Dados de marcação de coordenadas:
________________________________________

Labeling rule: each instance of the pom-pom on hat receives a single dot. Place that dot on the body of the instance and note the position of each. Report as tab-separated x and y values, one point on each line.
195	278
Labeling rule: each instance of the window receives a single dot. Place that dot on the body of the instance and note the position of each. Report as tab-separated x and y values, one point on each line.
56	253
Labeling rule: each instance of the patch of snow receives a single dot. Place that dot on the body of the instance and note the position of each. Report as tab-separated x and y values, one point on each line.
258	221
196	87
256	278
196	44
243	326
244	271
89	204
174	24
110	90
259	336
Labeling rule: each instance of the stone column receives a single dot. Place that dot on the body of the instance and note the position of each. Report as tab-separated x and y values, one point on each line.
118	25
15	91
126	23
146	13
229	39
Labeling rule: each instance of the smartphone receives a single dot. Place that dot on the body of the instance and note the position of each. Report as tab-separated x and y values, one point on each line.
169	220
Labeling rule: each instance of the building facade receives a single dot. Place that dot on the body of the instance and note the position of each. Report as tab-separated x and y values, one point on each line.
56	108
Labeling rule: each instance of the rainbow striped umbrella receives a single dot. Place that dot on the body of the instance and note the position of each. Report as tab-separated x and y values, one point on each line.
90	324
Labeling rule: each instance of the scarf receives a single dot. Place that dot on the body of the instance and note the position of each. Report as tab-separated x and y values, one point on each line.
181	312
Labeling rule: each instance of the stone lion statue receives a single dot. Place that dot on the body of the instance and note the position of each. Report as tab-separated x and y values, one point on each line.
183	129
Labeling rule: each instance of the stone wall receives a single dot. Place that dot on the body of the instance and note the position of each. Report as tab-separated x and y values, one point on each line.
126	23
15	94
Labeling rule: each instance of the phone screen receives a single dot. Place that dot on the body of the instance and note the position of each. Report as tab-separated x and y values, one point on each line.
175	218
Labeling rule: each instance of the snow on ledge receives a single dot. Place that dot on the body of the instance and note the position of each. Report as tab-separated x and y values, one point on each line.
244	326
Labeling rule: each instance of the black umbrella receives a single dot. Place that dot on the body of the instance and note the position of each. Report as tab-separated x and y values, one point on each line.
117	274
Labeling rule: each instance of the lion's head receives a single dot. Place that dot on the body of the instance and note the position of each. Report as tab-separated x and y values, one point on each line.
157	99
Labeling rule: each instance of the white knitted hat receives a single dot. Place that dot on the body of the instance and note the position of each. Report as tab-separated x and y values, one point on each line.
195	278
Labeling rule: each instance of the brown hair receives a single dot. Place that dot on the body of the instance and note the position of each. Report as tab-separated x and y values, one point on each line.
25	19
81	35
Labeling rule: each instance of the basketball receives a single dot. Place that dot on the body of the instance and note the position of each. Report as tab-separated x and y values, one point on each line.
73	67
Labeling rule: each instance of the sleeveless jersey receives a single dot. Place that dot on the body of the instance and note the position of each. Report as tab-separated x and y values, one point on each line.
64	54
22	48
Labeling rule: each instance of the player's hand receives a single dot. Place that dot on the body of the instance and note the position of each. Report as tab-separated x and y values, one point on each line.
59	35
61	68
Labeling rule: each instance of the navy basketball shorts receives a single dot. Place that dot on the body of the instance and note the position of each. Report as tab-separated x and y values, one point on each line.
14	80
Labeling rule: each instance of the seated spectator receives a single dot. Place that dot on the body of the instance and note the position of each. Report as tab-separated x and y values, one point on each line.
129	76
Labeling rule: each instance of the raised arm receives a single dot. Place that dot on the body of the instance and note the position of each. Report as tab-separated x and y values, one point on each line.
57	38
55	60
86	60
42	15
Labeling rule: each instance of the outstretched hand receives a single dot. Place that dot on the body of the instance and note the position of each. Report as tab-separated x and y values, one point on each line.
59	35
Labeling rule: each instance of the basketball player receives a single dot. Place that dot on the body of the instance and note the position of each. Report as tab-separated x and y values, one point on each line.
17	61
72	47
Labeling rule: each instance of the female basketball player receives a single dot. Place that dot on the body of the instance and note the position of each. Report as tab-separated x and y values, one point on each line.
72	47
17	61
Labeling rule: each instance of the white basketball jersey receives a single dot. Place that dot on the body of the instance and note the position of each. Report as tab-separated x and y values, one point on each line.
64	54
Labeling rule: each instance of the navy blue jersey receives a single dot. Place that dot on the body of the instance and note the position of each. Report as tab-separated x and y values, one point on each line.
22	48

________________________________________

Tarefa:
Passe todas as linhas da listagem acima para uma tabela em Markdown com as colunas "Nº" e "Texto", dando a cada linha o seu número e deixando de fora as linhas em branco.

Resposta:
| Nº | Texto |
|---|---|
| 1 | Labeling rule: each instance of the pom-pom on hat receives a single dot. Place that dot on the body of the instance and note the position of each. Report as tab-separated x and y values, one point on each line. |
| 2 | 195	278 |
| 3 | Labeling rule: each instance of the window receives a single dot. Place that dot on the body of the instance and note the position of each. Report as tab-separated x and y values, one point on each line. |
| 4 | 56	253 |
| 5 | Labeling rule: each instance of the patch of snow receives a single dot. Place that dot on the body of the instance and note the position of each. Report as tab-separated x and y values, one point on each line. |
| 6 | 258	221 |
| 7 | 196	87 |
| 8 | 256	278 |
| 9 | 196	44 |
| 10 | 243	326 |
| 11 | 244	271 |
| 12 | 89	204 |
| 13 | 174	24 |
| 14 | 110	90 |
| 15 | 259	336 |
| 16 | Labeling rule: each instance of the stone column receives a single dot. Place that dot on the body of the instance and note the position of each. Report as tab-separated x and y values, one point on each line. |
| 17 | 118	25 |
| 18 | 15	91 |
| 19 | 126	23 |
| 20 | 146	13 |
| 21 | 229	39 |
| 22 | Labeling rule: each instance of the smartphone receives a single dot. Place that dot on the body of the instance and note the position of each. Report as tab-separated x and y values, one point on each line. |
| 23 | 169	220 |
| 24 | Labeling rule: each instance of the building facade receives a single dot. Place that dot on the body of the instance and note the position of each. Report as tab-separated x and y values, one point on each line. |
| 25 | 56	108 |
| 26 | Labeling rule: each instance of the rainbow striped umbrella receives a single dot. Place that dot on the body of the instance and note the position of each. Report as tab-separated x and y values, one point on each line. |
| 27 | 90	324 |
| 28 | Labeling rule: each instance of the scarf receives a single dot. Place that dot on the body of the instance and note the position of each. Report as tab-separated x and y values, one point on each line. |
| 29 | 181	312 |
| 30 | Labeling rule: each instance of the stone lion statue receives a single dot. Place that dot on the body of the instance and note the position of each. Report as tab-separated x and y values, one point on each line. |
| 31 | 183	129 |
| 32 | Labeling rule: each instance of the stone wall receives a single dot. Place that dot on the body of the instance and note the position of each. Report as tab-separated x and y values, one point on each line. |
| 33 | 126	23 |
| 34 | 15	94 |
| 35 | Labeling rule: each instance of the phone screen receives a single dot. Place that dot on the body of the instance and note the position of each. Report as tab-separated x and y values, one point on each line. |
| 36 | 175	218 |
| 37 | Labeling rule: each instance of the snow on ledge receives a single dot. Place that dot on the body of the instance and note the position of each. Report as tab-separated x and y values, one point on each line. |
| 38 | 244	326 |
| 39 | Labeling rule: each instance of the black umbrella receives a single dot. Place that dot on the body of the instance and note the position of each. Report as tab-separated x and y values, one point on each line. |
| 40 | 117	274 |
| 41 | Labeling rule: each instance of the lion's head receives a single dot. Place that dot on the body of the instance and note the position of each. Report as tab-separated x and y values, one point on each line. |
| 42 | 157	99 |
| 43 | Labeling rule: each instance of the white knitted hat receives a single dot. Place that dot on the body of the instance and note the position of each. Report as tab-separated x and y values, one point on each line. |
| 44 | 195	278 |
| 45 | Labeling rule: each instance of the brown hair receives a single dot. Place that dot on the body of the instance and note the position of each. Report as tab-separated x and y values, one point on each line. |
| 46 | 25	19 |
| 47 | 81	35 |
| 48 | Labeling rule: each instance of the basketball receives a single dot. Place that dot on the body of the instance and note the position of each. Report as tab-separated x and y values, one point on each line. |
| 49 | 73	67 |
| 50 | Labeling rule: each instance of the sleeveless jersey receives a single dot. Place that dot on the body of the instance and note the position of each. Report as tab-separated x and y values, one point on each line. |
| 51 | 64	54 |
| 52 | 22	48 |
| 53 | Labeling rule: each instance of the player's hand receives a single dot. Place that dot on the body of the instance and note the position of each. Report as tab-separated x and y values, one point on each line. |
| 54 | 59	35 |
| 55 | 61	68 |
| 56 | Labeling rule: each instance of the navy basketball shorts receives a single dot. Place that dot on the body of the instance and note the position of each. Report as tab-separated x and y values, one point on each line. |
| 57 | 14	80 |
| 58 | Labeling rule: each instance of the seated spectator receives a single dot. Place that dot on the body of the instance and note the position of each. Report as tab-separated x and y values, one point on each line. |
| 59 | 129	76 |
| 60 | Labeling rule: each instance of the raised arm receives a single dot. Place that dot on the body of the instance and note the position of each. Report as tab-separated x and y values, one point on each line. |
| 61 | 57	38 |
| 62 | 55	60 |
| 63 | 86	60 |
| 64 | 42	15 |
| 65 | Labeling rule: each instance of the outstretched hand receives a single dot. Place that dot on the body of the instance and note the position of each. Report as tab-separated x and y values, one point on each line. |
| 66 | 59	35 |
| 67 | Labeling rule: each instance of the basketball player receives a single dot. Place that dot on the body of the instance and note the position of each. Report as tab-separated x and y values, one point on each line. |
| 68 | 17	61 |
| 69 | 72	47 |
| 70 | Labeling rule: each instance of the female basketball player receives a single dot. Place that dot on the body of the instance and note the position of each. Report as tab-separated x and y values, one point on each line. |
| 71 | 72	47 |
| 72 | 17	61 |
| 73 | Labeling rule: each instance of the white basketball jersey receives a single dot. Place that dot on the body of the instance and note the position of each. Report as tab-separated x and y values, one point on each line. |
| 74 | 64	54 |
| 75 | Labeling rule: each instance of the navy blue jersey receives a single dot. Place that dot on the body of the instance and note the position of each. Report as tab-separated x and y values, one point on each line. |
| 76 | 22	48 |